One of the light-keepers, after a residence of fourteen years on the rock, became so much attached to the place, that for two summers he gave up his turn of going on shore to his companions, and declared his intention of doing so on the third; but being over-persuaded he went on shore to take his month's turn. At the lighthouse he had always been a decent, sober, well-behaved man; but he had no sooner got on shore than he went to an alehouse and became intoxicated. This he continued the whole of his stay; which being noticed, he was carried in an intoxicated state on board the Eddystone boat and delivered in the lighthouse, where he was expected to grow sober; but after lingering for two or three days, he expired. Vacancies, however, seldom occurred in the lighthouse. Smeaton mentions several men who had served there to his knowledge ten, fifteen, or twenty years.

Having thus conducted our readers to the close of Smeaton's arduous undertaking, and noticed its complete success, we may proceed to describe the more remarkable lighthouses erected in other portions of the kingdom subsequent to the labours of this celebrated engineer.



CHAPTER VI.

THE NORTHERN LIGHTHOUSES.

Information shown:
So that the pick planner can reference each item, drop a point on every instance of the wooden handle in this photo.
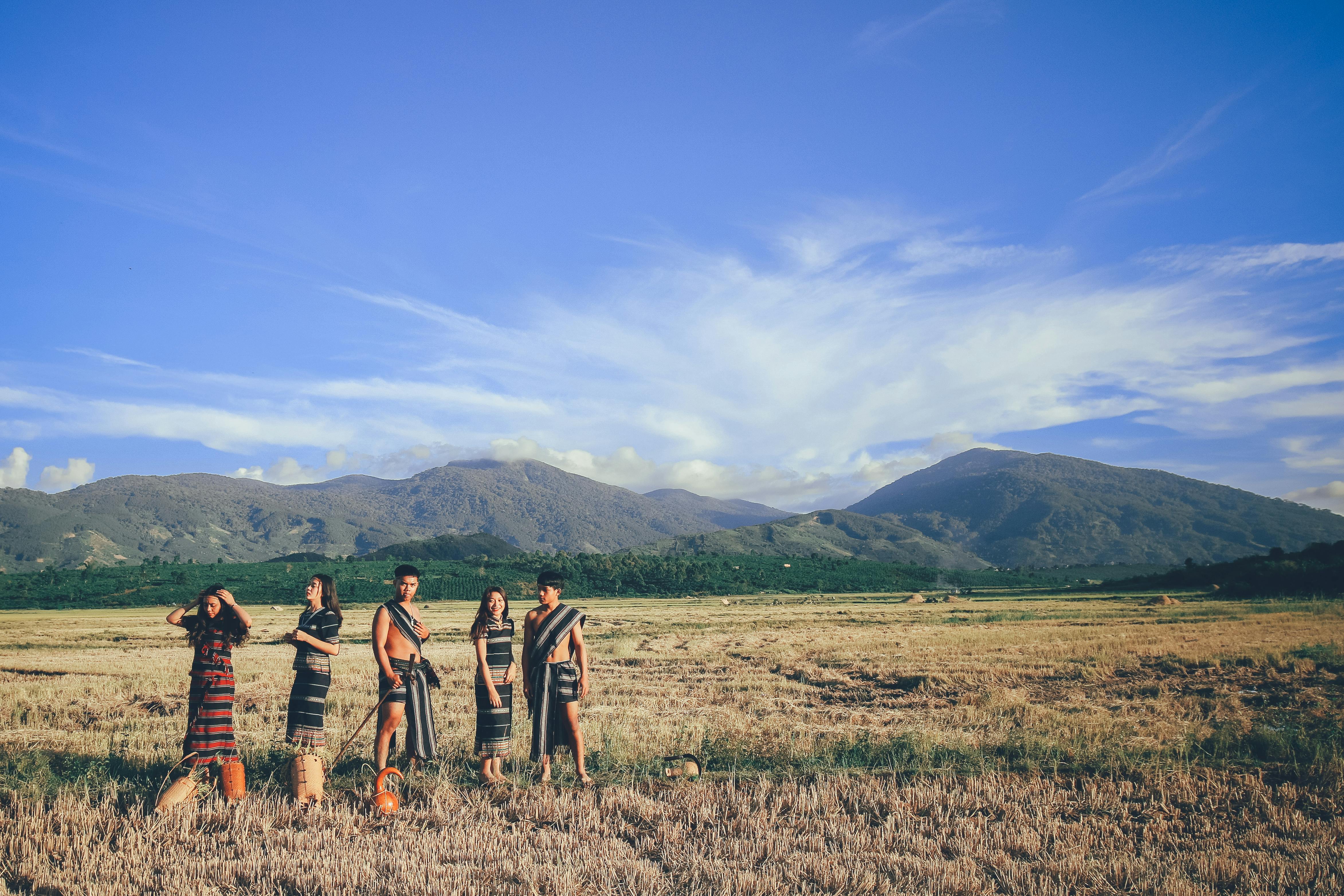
(357, 731)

Short exercise 1: Please reproduce the lighthouse passage word for word, everything from "One of the light-keepers, after" down to "or twenty years.".
Short exercise 2: According to the lighthouse passage, how long had the light-keeper lived on the rock before he became attached to the place?
The data stands apart from the lighthouse passage.

Worked answer 1:
One of the light-keepers, after a residence of fourteen years on the rock, became so much attached to the place, that for two summers he gave up his turn of going on shore to his companions, and declared his intention of doing so on the third; but being over-persuaded he went on shore to take his month's turn. At the lighthouse he had always been a decent, sober, well-behaved man; but he had no sooner got on shore than he went to an alehouse and became intoxicated. This he continued the whole of his stay; which being noticed, he was carried in an intoxicated state on board the Eddystone boat and delivered in the lighthouse, where he was expected to grow sober; but after lingering for two or three days, he expired. Vacancies, however, seldom occurred in the lighthouse. Smeaton mentions several men who had served there to his knowledge ten, fifteen, or twenty years.

Worked answer 2: Fourteen years.